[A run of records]
· · ·
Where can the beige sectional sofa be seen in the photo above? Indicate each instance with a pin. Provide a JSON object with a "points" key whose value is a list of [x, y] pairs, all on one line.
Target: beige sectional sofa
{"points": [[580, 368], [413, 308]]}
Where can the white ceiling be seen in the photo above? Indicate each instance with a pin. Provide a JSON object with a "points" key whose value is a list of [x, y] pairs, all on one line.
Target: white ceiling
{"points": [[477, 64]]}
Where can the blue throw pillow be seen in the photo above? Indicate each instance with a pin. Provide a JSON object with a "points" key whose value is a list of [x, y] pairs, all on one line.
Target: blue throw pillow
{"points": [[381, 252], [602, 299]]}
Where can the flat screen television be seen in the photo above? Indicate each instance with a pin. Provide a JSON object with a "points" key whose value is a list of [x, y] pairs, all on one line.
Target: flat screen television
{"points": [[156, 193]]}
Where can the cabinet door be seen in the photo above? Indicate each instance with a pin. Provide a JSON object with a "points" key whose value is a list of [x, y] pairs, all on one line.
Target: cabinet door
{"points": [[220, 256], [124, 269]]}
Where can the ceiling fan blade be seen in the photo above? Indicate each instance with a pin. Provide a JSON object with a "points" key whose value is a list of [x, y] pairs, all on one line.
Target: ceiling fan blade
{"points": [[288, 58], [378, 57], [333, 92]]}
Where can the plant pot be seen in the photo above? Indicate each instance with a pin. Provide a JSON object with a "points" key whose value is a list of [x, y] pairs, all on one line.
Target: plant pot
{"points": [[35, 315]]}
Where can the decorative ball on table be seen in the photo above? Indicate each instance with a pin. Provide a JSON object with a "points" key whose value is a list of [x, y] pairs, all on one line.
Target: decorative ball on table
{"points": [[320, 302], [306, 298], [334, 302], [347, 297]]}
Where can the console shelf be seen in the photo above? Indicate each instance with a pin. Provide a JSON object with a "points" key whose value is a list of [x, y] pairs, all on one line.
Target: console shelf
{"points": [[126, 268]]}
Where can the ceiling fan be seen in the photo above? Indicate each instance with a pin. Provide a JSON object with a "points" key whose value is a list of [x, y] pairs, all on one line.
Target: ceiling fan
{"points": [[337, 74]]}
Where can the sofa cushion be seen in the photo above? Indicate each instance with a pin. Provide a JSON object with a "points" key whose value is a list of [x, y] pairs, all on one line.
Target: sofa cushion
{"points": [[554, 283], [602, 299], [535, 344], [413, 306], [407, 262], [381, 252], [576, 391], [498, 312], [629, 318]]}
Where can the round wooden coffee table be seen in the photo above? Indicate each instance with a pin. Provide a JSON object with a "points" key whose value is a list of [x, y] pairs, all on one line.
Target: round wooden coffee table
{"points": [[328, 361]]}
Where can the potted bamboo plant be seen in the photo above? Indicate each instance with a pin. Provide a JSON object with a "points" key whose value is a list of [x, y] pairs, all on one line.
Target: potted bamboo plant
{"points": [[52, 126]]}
· · ·
What to do – Format all of the records above as a two-column CSV with the headers request and answer, one row per record. Put each record's text and its answer in separate quoted fields, replacing any line breaks with spaces.

Exercise output –
request,answer
"Where can the beige sectional sofa be seen in the photo above? Indicate each instance with a pin. Provide a JSON object with a ""points"" key whose value is a list of [x, y] pairs, all on one line. Target: beige sectional sofa","{""points"": [[580, 368], [413, 308]]}"
"Where can the white ceiling be seen in the photo above? Indicate each instance with a pin. Provide a JSON object with a ""points"" key whose value is a list of [x, y] pairs, all on one line. Target: white ceiling","{""points"": [[477, 64]]}"
"Where can the blue throw pillow be seen in the photo above? Indicate each instance with a pin. Provide a JSON object with a ""points"" key whose value is a list of [x, y] pairs, all on one line. Target: blue throw pillow","{""points"": [[381, 252], [602, 299]]}"
"Where can the flat screen television be seen in the photo above? Indicate each instance with a pin. Provide a JSON object with a ""points"" key whose value is a list of [x, y] pairs, all on one line. Target: flat screen television","{""points"": [[156, 193]]}"
"Where can the cabinet door be seen in the photo above? Indicate each instance with a pin. Provide a JSON object with a ""points"" key whose value is a list of [x, y] pairs, all on one line. Target: cabinet door","{""points"": [[220, 256], [124, 269]]}"
"Where can the ceiling fan blade be seen in the photo above? Indicate each instance with a pin. Provide a JSON object with a ""points"" key whose value is a list of [x, y] pairs, all on one line. Target: ceiling fan blade","{""points"": [[288, 58], [378, 57], [333, 92]]}"
"Where can the plant pot be seen in the photo above? Indicate each instance with a pin. Provide a JSON object with a ""points"" key whose value is a list of [x, y] pairs, all on one line. Target: plant pot","{""points"": [[35, 315]]}"
"Where can the decorative ball on table be seen in the photo above? Indicate each instance with a pin. Provide a JSON object with a ""points"" key whose value is a list of [x, y] pairs, all on one line. Target: decorative ball on table","{""points"": [[320, 302], [306, 298], [334, 302], [347, 297]]}"
"Where can the console shelf be seen in the photo above? Indicate each instance with a pin. Provide a JSON object with a ""points"" key whose value is a list of [x, y] pairs, all on one line. Target: console shelf","{""points"": [[126, 268]]}"
"Where can the ceiling fan be seen in the photo above? Indicate each instance with a pin. Provide a JSON object with a ""points"" key whose value is a list of [x, y] pairs, all on one line. Target: ceiling fan","{""points"": [[337, 74]]}"
"Where can the sofa cushion be seen in the photo above? Indicate each instance with a pin. Provide a JSON object with a ""points"" key whose value is a list of [x, y] pairs, all on one line. Target: sofa cushion","{""points"": [[554, 283], [602, 299], [535, 344], [413, 306], [407, 262], [381, 252], [576, 391], [498, 312], [629, 318]]}"
"Where can the round wooden coffee table be seen in the photo above? Indicate each instance with a pin. Provide a JSON object with a ""points"" key whose value is a list of [x, y] pairs, all on one line. Target: round wooden coffee table","{""points"": [[328, 361]]}"
"Where can the potted bamboo plant be seen in the photo above? Indicate each instance with a pin. Provide a JSON object with a ""points"" key whose value is a list of [x, y] pairs, all on one line. Target: potted bamboo plant","{""points"": [[52, 126]]}"